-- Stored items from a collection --

= Beginning of Section =

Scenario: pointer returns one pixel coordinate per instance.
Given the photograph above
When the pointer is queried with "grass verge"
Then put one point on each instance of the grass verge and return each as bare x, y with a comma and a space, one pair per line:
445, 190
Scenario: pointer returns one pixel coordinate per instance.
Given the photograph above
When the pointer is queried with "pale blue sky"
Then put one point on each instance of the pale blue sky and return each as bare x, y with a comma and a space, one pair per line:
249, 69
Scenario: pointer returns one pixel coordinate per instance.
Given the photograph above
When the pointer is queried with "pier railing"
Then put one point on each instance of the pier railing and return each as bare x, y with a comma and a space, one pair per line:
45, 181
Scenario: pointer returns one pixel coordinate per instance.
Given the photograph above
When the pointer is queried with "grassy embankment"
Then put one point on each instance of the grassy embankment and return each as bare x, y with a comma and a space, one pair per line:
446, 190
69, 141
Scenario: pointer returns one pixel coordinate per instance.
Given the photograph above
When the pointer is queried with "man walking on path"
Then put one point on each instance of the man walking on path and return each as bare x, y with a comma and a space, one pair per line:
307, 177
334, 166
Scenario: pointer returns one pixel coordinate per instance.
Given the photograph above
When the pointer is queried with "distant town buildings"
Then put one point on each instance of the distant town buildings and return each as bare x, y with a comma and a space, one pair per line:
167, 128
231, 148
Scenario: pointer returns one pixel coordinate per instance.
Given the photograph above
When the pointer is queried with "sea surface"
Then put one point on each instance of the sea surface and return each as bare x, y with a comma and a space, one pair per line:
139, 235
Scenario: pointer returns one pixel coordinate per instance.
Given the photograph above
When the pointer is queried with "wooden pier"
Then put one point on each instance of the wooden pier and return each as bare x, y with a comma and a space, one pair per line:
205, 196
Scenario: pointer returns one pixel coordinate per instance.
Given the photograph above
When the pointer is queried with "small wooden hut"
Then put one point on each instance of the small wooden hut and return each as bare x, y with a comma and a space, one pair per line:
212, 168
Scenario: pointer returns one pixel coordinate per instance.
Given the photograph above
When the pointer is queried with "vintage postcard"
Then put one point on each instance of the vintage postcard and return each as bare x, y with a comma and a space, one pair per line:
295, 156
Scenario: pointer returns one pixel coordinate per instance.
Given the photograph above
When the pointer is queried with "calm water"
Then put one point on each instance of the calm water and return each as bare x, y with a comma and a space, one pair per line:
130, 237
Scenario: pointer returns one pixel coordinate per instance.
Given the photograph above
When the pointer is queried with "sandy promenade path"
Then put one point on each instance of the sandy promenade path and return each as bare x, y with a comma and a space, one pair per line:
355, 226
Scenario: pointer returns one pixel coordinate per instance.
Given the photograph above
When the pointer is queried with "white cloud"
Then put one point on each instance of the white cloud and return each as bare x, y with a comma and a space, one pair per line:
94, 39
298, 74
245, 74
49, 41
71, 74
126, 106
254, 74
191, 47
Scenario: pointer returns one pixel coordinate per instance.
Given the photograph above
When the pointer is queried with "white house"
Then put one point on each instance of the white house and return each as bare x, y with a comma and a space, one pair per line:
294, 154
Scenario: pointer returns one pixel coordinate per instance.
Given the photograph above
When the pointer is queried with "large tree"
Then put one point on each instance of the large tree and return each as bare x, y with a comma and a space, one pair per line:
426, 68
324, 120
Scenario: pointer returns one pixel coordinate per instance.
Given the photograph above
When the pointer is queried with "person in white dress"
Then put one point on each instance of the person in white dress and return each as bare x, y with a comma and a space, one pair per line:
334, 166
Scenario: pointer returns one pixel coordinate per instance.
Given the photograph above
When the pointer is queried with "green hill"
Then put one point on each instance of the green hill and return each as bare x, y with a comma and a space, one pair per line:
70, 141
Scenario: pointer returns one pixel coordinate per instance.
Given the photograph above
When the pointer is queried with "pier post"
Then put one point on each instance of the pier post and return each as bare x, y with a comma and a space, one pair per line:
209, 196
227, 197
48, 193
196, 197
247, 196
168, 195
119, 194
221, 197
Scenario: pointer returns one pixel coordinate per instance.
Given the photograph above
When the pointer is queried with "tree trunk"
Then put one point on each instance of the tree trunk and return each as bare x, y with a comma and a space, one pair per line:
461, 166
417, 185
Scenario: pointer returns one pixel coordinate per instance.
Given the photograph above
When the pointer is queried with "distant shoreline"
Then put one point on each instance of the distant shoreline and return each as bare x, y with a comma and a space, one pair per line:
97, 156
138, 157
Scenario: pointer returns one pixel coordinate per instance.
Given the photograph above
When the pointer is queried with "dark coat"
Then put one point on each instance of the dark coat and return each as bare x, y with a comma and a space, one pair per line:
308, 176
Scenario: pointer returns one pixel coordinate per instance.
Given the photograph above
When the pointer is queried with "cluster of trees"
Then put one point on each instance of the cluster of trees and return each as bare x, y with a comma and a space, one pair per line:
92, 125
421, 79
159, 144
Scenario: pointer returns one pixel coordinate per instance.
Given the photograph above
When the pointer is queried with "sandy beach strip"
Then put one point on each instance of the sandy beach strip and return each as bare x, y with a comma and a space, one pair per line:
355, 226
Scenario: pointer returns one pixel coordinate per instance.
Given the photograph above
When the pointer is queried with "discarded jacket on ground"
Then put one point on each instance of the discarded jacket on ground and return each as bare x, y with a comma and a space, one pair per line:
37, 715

= End of Section =

Repeat all entries. Match them exactly.

Scenario: pointer returns one pixel coordinate per instance.
Given the photograph above
When the pointer is queried with "grass verge"
Then put one point on each instance of the grass verge and return each as bare x, y with a comma and a space, one pair per line:
445, 190
Scenario: pointer returns one pixel coordinate per instance.
Given the photograph above
When the pointer is queried with "pale blue sky"
Then put one point on each instance of the pale blue sky and return each as bare x, y with a comma and a space, one pair per line:
249, 69
Scenario: pointer returns one pixel coordinate per instance.
Given the photograph above
When the pointer is queried with "pier railing"
Then put one point on each instance of the pier railing and return each as bare x, y with a comma and a space, one pair per line:
45, 181
Scenario: pointer returns one pixel coordinate per instance.
Given the photograph above
When the pointer is queried with "grassy embankment"
Then put one point on each instance of the grassy embankment and return each as bare x, y with a comma and a space, one pair per line:
446, 190
69, 141
Scenario: pointer returns one pixel coordinate per instance.
Given the photograph above
When the pointer is queried with "man walking on path"
Then put one point on each instance of the man walking on path and return each as bare x, y with a comma and a space, one pair per line:
307, 177
334, 166
Scenario: pointer returns one pixel coordinate per instance.
Given the photograph above
When the pointer is queried with "distant town buildings"
Then put one point on each instance of the distant town buildings and return each as bare x, y with a comma and a space, one pair per line:
167, 128
231, 148
Scenario: pointer returns one pixel coordinate per instance.
Given the photograph above
When the pointer is queried with "sea surface"
Then put one point on each instance of the sea surface and return each as bare x, y with a comma and a space, one pair per line:
139, 235
Scenario: pointer returns one pixel coordinate per instance.
Given the photograph above
When the pointer is queried with "wooden pier"
Then put one point on each instance of the wooden pier and return each as bare x, y with a comma and a space, one pair per line:
205, 196
Scenario: pointer returns one pixel coordinate per instance.
Given the photograph above
When the pointer is queried with "small wooden hut"
Then put one point on each instance of the small wooden hut and return each as bare x, y with a comma and a space, one pair per line:
212, 168
Scenario: pointer returns one pixel coordinate per instance.
Given the photograph above
When the pointer is queried with "vintage postcard"
Then put one point on each instance of the vintage postcard and return each as bare x, y with a comma and a space, one pair per line:
295, 156
Scenario: pointer returns one pixel coordinate per instance.
Given the photograph above
When the pointer is queried with "calm water"
Then put one point on each instance of the calm water and return each as bare x, y with a comma and a space, one pair per line:
130, 237
Scenario: pointer returns one pixel coordinate per instance.
Given the photograph above
When the pointer is queried with "sandy promenade path"
Then put one point on each instance of the sandy promenade path and return each as bare x, y with a comma and a space, one pair per line:
355, 226
Scenario: pointer returns one pixel coordinate per instance.
Given the photograph above
When the pointer is queried with "white cloud"
Then put one point on each instance of the white cloud and return each as bare x, y with a comma and a space, one pair per line:
94, 39
298, 74
245, 74
49, 41
71, 74
126, 106
254, 74
191, 47
Scenario: pointer returns one pixel coordinate per instance.
Given the photograph above
When the pointer is queried with "white house"
Then put one point on each instance of the white house and return each as bare x, y with a comma and a space, one pair per line:
294, 154
Scenario: pointer returns one pixel coordinate per instance.
Given the photograph above
When the pointer is queried with "large tree"
Then put one point on each instance of the large tree and return each as bare x, y with a comma and a space, one pair per line:
426, 68
324, 120
Scenario: pointer returns one pixel coordinate per instance.
Given the photograph above
When the pointer is queried with "person in white dress"
Then put one point on each instance of the person in white dress and return each as bare x, y with a comma and a space, one pair per line:
334, 166
Scenario: pointer returns one pixel coordinate per instance.
Given the photograph above
When the pointer is queried with "green hill"
Then put one point on each instance of the green hill and return each as bare x, y with a comma and a space, one pair per line:
70, 141
Scenario: pointer returns one pixel coordinate per instance.
Given the photograph above
When the pointer is queried with "pier post"
Then put one point on each instance of the pier post and return each as bare x, y with a comma and a space, one pair per line:
209, 196
227, 197
48, 193
196, 197
247, 196
168, 195
119, 194
221, 197
Scenario: pointer returns one pixel coordinate per instance.
Given the photograph above
When the pointer is queried with "tree trunk"
Then put one point on each instance of the tree trunk and return each as bare x, y with a comma and a space, one pair per line:
461, 166
417, 185
Scenario: pointer returns one pixel coordinate per instance.
Given the photograph above
When the pointer is queried with "distant shoreline"
Then put one point on each instance of the distant shoreline and return each as bare x, y with a comma and a space, one pair per line:
97, 156
138, 157
Scenario: pointer returns one pixel coordinate per instance.
Given the photograph above
When the pointer is queried with "dark coat"
Then put one point on each instance of the dark coat and return each as bare x, y with a comma and a space, one pair per line:
308, 176
Scenario: pointer returns one pixel coordinate per instance.
Given the photograph above
When the pointer is queried with "cluster of trees"
Then put one point on each instance of the cluster of trees and return each as bare x, y with a comma and a space, one pair per line:
92, 125
421, 79
159, 144
Scenario: pointer returns one pixel coordinate per instance.
Given the photograph above
When the pointer is queried with "sandy beach strip"
Then put one point on each instance of the sandy beach strip and return each as bare x, y with a comma and a space, one pair per line:
355, 226
Scenario: pointer returns one pixel coordinate per instance.
Given the photograph above
When the pointer is queried with "discarded jacket on ground"
Then put one point on each instance of the discarded jacket on ground and return each as bare x, y with a comma and a space, one pair per line:
37, 715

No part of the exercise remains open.